---------- RAW RECORDS ----------

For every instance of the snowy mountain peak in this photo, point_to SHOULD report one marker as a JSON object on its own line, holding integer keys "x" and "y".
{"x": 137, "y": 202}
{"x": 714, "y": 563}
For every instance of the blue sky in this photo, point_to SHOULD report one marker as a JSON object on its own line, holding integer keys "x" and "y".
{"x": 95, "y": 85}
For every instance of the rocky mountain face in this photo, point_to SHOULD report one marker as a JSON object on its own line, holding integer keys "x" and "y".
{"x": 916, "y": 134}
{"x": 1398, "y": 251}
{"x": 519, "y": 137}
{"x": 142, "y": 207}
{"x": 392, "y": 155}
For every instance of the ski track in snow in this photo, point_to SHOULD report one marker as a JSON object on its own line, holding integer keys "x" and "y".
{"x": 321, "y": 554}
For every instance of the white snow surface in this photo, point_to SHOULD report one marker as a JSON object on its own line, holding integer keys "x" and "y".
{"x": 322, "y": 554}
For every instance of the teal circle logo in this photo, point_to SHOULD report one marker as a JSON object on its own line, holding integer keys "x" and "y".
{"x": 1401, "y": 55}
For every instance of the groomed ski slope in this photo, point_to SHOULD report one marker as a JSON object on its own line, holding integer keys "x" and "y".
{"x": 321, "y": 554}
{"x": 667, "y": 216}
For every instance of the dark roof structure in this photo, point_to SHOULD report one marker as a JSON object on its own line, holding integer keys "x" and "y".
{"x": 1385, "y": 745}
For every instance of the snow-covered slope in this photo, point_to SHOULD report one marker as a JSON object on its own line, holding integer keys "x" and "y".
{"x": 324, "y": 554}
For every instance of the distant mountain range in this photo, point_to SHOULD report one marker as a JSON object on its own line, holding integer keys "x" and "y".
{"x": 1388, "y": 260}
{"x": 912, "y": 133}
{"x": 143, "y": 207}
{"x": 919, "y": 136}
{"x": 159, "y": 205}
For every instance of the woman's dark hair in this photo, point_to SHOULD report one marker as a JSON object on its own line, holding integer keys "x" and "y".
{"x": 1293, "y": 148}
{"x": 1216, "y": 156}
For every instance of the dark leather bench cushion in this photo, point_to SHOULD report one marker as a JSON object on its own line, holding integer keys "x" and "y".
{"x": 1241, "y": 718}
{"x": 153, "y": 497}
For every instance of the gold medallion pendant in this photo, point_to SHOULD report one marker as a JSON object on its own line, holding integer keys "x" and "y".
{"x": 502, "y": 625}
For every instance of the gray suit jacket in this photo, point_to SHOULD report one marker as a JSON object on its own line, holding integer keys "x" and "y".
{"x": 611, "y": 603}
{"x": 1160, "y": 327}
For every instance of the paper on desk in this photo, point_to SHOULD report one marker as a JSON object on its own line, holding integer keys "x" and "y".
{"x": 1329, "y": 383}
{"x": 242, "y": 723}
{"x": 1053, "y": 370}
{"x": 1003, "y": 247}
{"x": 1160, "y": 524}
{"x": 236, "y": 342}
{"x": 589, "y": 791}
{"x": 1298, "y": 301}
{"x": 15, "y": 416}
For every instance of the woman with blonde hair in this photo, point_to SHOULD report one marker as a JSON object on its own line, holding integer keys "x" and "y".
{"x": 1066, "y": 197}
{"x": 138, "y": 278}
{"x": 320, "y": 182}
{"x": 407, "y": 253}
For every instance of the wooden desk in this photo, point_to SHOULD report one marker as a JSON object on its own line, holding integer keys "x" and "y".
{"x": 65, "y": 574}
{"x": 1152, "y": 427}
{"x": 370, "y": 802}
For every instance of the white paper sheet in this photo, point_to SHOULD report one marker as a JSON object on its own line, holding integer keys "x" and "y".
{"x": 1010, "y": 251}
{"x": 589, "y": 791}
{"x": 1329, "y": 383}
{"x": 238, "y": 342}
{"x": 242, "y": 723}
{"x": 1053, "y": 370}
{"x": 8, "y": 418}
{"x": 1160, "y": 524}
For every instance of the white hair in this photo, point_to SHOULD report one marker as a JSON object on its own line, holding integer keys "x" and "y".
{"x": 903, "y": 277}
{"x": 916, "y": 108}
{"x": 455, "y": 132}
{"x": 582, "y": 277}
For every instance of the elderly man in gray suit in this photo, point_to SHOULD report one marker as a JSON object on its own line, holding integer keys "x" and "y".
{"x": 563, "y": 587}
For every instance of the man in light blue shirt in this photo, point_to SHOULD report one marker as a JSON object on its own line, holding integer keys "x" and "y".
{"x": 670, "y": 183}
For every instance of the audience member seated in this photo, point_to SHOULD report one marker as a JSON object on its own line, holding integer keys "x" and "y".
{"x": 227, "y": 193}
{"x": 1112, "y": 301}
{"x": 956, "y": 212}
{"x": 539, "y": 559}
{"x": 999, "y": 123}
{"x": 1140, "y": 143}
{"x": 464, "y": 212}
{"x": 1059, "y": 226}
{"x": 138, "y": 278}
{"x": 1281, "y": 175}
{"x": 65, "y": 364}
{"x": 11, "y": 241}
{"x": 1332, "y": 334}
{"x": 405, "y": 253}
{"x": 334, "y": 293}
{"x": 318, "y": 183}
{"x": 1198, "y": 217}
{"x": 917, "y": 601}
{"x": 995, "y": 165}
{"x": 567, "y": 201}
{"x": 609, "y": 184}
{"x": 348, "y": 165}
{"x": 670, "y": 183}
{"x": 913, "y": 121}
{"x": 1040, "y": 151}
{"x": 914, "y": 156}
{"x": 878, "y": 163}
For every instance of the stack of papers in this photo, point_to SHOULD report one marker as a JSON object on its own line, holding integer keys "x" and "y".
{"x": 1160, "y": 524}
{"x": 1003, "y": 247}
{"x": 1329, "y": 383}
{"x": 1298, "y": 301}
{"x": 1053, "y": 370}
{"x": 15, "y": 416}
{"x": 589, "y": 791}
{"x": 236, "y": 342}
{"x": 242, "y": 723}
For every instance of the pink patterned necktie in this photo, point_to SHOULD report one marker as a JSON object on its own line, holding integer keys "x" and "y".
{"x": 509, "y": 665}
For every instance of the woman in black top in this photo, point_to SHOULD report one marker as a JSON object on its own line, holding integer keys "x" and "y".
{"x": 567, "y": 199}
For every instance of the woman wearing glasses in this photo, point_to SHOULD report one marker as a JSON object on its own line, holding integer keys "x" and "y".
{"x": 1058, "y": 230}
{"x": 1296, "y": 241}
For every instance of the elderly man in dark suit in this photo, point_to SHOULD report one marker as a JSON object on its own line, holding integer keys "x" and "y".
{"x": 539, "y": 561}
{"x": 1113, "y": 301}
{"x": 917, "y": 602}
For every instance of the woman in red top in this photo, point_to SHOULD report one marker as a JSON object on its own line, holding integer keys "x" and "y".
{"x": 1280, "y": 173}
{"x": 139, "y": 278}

----------

PROBLEM STATEMENT: Your task is to give the records above again, exactly.

TASK RESULT:
For every instance of the snowy mountain peak in this photo, point_to SHOULD report one marker as a JSON object on its own line, holding integer keys "x" and "y".
{"x": 137, "y": 202}
{"x": 714, "y": 563}
For every instance of the blue sky in this photo, point_to SHOULD report one marker as a JSON object on its own line, holding integer keys "x" and "y".
{"x": 95, "y": 85}
For every instance of the rocky mountain face in this photo, point_to SHOULD report one marker as a JSON object on its own line, holding integer keys "x" and "y".
{"x": 916, "y": 134}
{"x": 1398, "y": 251}
{"x": 519, "y": 137}
{"x": 142, "y": 207}
{"x": 392, "y": 155}
For every instance of the ski track in snow in this photo, point_to SHOULD report one marker as a JSON object on its own line, holding integer keys "x" and "y".
{"x": 321, "y": 554}
For every instance of the white snow surface in this photo, point_to SHOULD report one marker as a JSON object on its own line, holding integer keys "x" and "y".
{"x": 322, "y": 554}
For every instance of the teal circle logo in this photo, point_to SHOULD report one marker as a JSON object on its own line, holding integer keys "x" and "y".
{"x": 1401, "y": 55}
For every instance of the groomed ski slope in this photo, point_to SHOULD report one marker as a JSON object on its own line, holding integer keys "x" and "y".
{"x": 321, "y": 554}
{"x": 667, "y": 216}
For every instance of the dark roof structure in this photo, point_to SHOULD report one marker as a JSON object on its own line, holding integer keys "x" and "y".
{"x": 1385, "y": 745}
For every instance of the snow-covered slope in this photo, point_to SHOULD report one marker as a JSON object on its own line, holding integer keys "x" and "y".
{"x": 324, "y": 554}
For every instance of the distant mountain range in this photo, point_to SHOULD report one marker as a JSON object on its own line, holding integer keys "x" and "y".
{"x": 1388, "y": 260}
{"x": 912, "y": 133}
{"x": 143, "y": 207}
{"x": 919, "y": 136}
{"x": 159, "y": 205}
For every instance of the woman's dark hair in this photo, point_to SHOULD report one marker as a JSON object on its own line, holding integer keys "x" and "y".
{"x": 1293, "y": 148}
{"x": 1216, "y": 156}
For every instance of the dark leather bench cushion in this photo, point_to SHOULD report one marker as a JSON object on its own line, holding integer keys "x" and "y".
{"x": 1241, "y": 718}
{"x": 153, "y": 497}
For every instance of the gold medallion pendant in this photo, point_to SHOULD report one marker as a JSON object on its own line, holding integer keys "x" and "y".
{"x": 502, "y": 625}
For every instance of the gray suit jacket in this photo, point_to SHOULD report one marker as a JSON object on its own line, holding integer keys "x" and "y".
{"x": 611, "y": 603}
{"x": 1160, "y": 327}
For every instance of the paper on desk in this photo, point_to SHOULD report one marker as a JSON object on its own line, holding integer keys "x" and "y".
{"x": 1329, "y": 383}
{"x": 242, "y": 723}
{"x": 1053, "y": 370}
{"x": 1003, "y": 247}
{"x": 1160, "y": 524}
{"x": 236, "y": 342}
{"x": 589, "y": 791}
{"x": 1298, "y": 301}
{"x": 15, "y": 416}
For every instance of the woman with blonde hair in this photo, point_to SHOULD report one marker as a JSON object on its own line, holding integer keys "x" and "y".
{"x": 1066, "y": 197}
{"x": 138, "y": 278}
{"x": 320, "y": 182}
{"x": 407, "y": 253}
For every instance of the wooden desk in this photo, point_to SHOULD report one marker as a JSON object on its own line, holding integer keys "x" and "y".
{"x": 65, "y": 574}
{"x": 1152, "y": 427}
{"x": 370, "y": 802}
For every instance of the white paper sheet in this photo, point_to SHOULD report one marker as a JSON object on its own line, holding integer keys "x" and "y".
{"x": 1010, "y": 251}
{"x": 589, "y": 791}
{"x": 1329, "y": 383}
{"x": 238, "y": 342}
{"x": 242, "y": 723}
{"x": 1053, "y": 370}
{"x": 8, "y": 418}
{"x": 1160, "y": 524}
For every instance of the white hair in this photo, point_to SHOULD report one marker as a JSON object on its own line, holding integer keys "x" and "y".
{"x": 903, "y": 277}
{"x": 916, "y": 108}
{"x": 455, "y": 132}
{"x": 582, "y": 277}
For every instance of the elderly man in gray suit in this photo, point_to SHOULD report one marker as a JSON object on its own line, holding integer keys "x" and "y".
{"x": 563, "y": 587}
For every instance of the man in light blue shirt in this photo, point_to SHOULD report one marker as a JSON object on its own line, holding integer keys "x" and "y".
{"x": 670, "y": 183}
For every instance of the audience member seated in this photo, point_to SHOULD report one marker as a JSON object on its own line, holding integer keys "x" and "y".
{"x": 227, "y": 193}
{"x": 1112, "y": 301}
{"x": 956, "y": 212}
{"x": 539, "y": 559}
{"x": 999, "y": 123}
{"x": 1140, "y": 143}
{"x": 464, "y": 212}
{"x": 1059, "y": 226}
{"x": 138, "y": 278}
{"x": 1281, "y": 175}
{"x": 65, "y": 364}
{"x": 11, "y": 241}
{"x": 1332, "y": 334}
{"x": 405, "y": 253}
{"x": 334, "y": 293}
{"x": 318, "y": 183}
{"x": 1198, "y": 217}
{"x": 917, "y": 601}
{"x": 995, "y": 165}
{"x": 567, "y": 201}
{"x": 609, "y": 184}
{"x": 348, "y": 165}
{"x": 670, "y": 183}
{"x": 913, "y": 121}
{"x": 1040, "y": 151}
{"x": 914, "y": 156}
{"x": 878, "y": 163}
For every instance of the stack of papers in this photo, point_to SHOULD report one marker as a JSON object on its own line, holding integer keys "x" and "y".
{"x": 1160, "y": 524}
{"x": 1003, "y": 247}
{"x": 1329, "y": 383}
{"x": 1298, "y": 301}
{"x": 1053, "y": 370}
{"x": 15, "y": 416}
{"x": 589, "y": 791}
{"x": 236, "y": 342}
{"x": 242, "y": 723}
For every instance of the pink patterned necktie in this photo, point_to SHOULD report one marker as a JSON object on its own line, holding integer keys "x" and "y".
{"x": 509, "y": 665}
For every instance of the woman in black top in this photo, point_to SHOULD report one marker as a JSON object on its own line, holding integer keys "x" and "y".
{"x": 567, "y": 199}
For every instance of the woman wearing glasses in this photo, point_to SHOULD report one marker as a JSON object on its own line, holding integer keys "x" and "y".
{"x": 1058, "y": 230}
{"x": 1296, "y": 241}
For every instance of the elderly man in dark suit in this photo, point_to SHOULD report one marker as a JSON object on its own line, holding integer keys "x" and "y".
{"x": 539, "y": 561}
{"x": 1113, "y": 301}
{"x": 917, "y": 602}
For every instance of the woman in red top in this photo, point_to SHOULD report one marker as a JSON object on its own line, holding integer keys "x" and "y".
{"x": 1280, "y": 173}
{"x": 139, "y": 278}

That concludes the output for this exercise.